§ What needs to be done
Can you pull out the part of the listing that opens with the line containing "Trace the outline of every instance of the adult giraffe as" and runs through the end of the listing, copying that line, the last line and everything between them word for word?
═════ Recorded data ═════
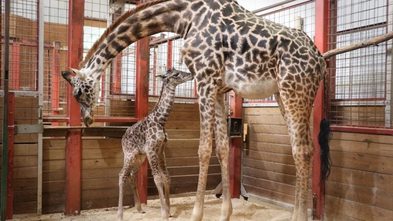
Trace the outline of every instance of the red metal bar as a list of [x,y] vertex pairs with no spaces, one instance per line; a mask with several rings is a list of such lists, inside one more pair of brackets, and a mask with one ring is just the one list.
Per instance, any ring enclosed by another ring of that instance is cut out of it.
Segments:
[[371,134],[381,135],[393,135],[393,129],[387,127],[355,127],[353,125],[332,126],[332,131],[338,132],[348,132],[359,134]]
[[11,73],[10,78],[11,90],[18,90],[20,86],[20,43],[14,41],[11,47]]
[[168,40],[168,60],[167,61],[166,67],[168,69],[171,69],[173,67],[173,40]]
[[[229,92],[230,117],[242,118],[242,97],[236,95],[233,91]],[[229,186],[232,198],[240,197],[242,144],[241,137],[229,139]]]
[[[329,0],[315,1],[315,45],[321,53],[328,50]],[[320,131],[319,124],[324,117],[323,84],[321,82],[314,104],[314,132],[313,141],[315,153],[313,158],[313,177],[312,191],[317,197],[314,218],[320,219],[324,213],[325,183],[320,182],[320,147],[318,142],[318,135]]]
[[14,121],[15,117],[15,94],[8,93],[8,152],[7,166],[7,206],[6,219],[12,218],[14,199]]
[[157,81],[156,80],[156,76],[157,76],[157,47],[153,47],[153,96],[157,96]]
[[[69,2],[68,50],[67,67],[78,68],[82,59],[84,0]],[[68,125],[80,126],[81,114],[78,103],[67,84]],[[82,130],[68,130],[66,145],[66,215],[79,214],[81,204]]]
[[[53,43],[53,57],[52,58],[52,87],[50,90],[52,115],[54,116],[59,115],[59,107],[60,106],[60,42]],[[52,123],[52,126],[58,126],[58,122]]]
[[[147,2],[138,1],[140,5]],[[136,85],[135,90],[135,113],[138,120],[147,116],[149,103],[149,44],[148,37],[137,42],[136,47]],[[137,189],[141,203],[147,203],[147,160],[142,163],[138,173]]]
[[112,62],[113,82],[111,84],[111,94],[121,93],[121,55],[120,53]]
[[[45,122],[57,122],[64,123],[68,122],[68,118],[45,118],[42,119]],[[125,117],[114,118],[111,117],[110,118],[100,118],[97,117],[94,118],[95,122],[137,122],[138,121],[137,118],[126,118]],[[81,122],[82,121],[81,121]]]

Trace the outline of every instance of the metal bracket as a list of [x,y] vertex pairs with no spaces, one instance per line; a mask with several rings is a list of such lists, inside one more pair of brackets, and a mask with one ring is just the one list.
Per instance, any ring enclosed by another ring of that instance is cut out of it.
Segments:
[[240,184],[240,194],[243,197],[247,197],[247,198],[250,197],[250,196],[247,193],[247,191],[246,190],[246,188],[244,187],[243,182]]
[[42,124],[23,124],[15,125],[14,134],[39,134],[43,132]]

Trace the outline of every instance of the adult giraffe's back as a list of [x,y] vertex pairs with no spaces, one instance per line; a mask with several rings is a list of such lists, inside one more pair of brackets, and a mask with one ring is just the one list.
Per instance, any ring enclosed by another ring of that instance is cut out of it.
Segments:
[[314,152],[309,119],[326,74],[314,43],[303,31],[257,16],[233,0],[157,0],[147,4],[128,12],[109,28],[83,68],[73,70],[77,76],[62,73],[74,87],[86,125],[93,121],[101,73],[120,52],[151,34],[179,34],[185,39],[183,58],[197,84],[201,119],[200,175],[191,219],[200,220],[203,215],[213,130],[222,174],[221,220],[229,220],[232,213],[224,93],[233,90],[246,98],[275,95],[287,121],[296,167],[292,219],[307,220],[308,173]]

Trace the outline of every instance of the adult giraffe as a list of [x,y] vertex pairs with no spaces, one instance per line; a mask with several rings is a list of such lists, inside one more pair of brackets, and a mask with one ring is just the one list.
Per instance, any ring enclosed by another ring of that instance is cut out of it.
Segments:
═════
§ Output for this task
Trace the outline of every instance of the adult giraffe as a list of [x,y] vertex pairs with no spaces, one instance per line; a mask with several rings is a list of such lists, inside one more pair of brackets, and a mask with one ring is just the one list.
Per instance, any ring enclosed by another ring of that instance is cut out of it.
Segments:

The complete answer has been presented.